___ Text ___

We all “fail”, and that is ok and, indeed, a part of life experienced when we do not yet “know enough”.  If that condition of “not knowing enough” is converted into “I will not be able to control my life, then one is stuck in a morass of helplessness and hopelessness.  In that condition, one fails to learn what it would take to control something and create the desired effect in life because one only does learning to a limited degree, enough to gain approval.  Because of fearful thinking in general, a helpless feeling person will often stop short, because the contemplation of the problem is too much emotionally for them, so they seek distractions and relief and most often stop short in their learning.


The approval is the objective, and the person will often get disconnected from the benefits and consequences (other than approval as a consequence).  


Anyway, this core belief has kept him in fear of disapproval for his whole life, as it went unexamined, at least not examined “enough” to overcome it.  Shame, guilt, defensiveness (which he doesn’t recognize even when told it, as he was “merely explaining”), procrastination, paralysis, indecision (I must make a perfect decision, instead of using “good enough” to get the results) and lots of anxiety.  (Anxiety is the emotion related to not knowing problems and circumstances can be successfully dealt with.)


Marty Seligman (Authentic Happiness book) and his cohorts call the umbrella this is under “learned helplessness”.  That simply is the belief that one cannot adequately control one’s life (and that it is more in control of others and/or of circumstances and/or not changeable).   “Existentially” this means that one’s life “seems” threatened because one “feels” one cannot adequately control it (aka “not competent enough to run my life and deal with what is in it”).  That threat, if it were real, would, indeed, affect one’s ability to survive (i.e. still exist).

___

▸ **Exercise 1**
Reproduce the passage on learned helplessness word for word, from "The approval is" up to and including "successfully dealt with.)".
▸ **Exercise 2**
Write the next part of the passage on learned helplessness, starting after its last sentence.

___ Record set ___

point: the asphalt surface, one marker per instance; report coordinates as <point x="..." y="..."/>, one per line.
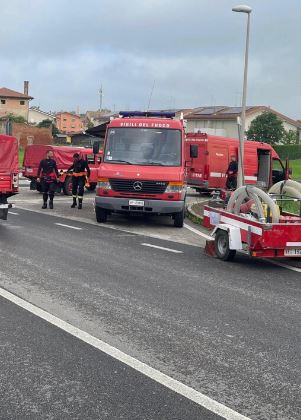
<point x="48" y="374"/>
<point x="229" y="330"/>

___
___ Record set ___

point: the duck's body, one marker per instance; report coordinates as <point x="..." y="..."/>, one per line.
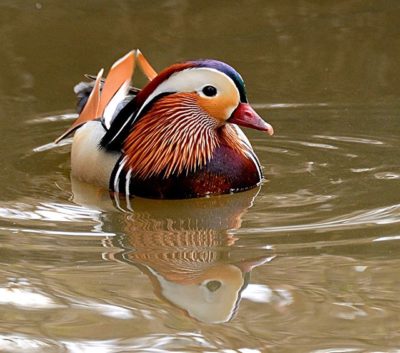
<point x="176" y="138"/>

___

▸ **Output 1**
The approval is the objective, and the person will often get disconnected from the benefits and consequences (other than approval as a consequence).  


Anyway, this core belief has kept him in fear of disapproval for his whole life, as it went unexamined, at least not examined “enough” to overcome it.  Shame, guilt, defensiveness (which he doesn’t recognize even when told it, as he was “merely explaining”), procrastination, paralysis, indecision (I must make a perfect decision, instead of using “good enough” to get the results) and lots of anxiety.  (Anxiety is the emotion related to not knowing problems and circumstances can be successfully dealt with.)

▸ **Output 2**
Two problems:  Lack of confidence, as a killer of life, but also the aim is to control a not totally controllable factor:  other people’s approval instead of one’s own.


Accordingly, there are two beliefs that must be examined and taken all the way to extinction and replacement.


The final beliefs to end up with would look like these:


I can manage my life, as I can learn anything anybody else has done successfully.  I need only see what isn’t going right, acknowledge that it is not “me, in a stuck unchangeable way, but it is my just having not yet learned what is needed.  There is no fault, only missing knowledge!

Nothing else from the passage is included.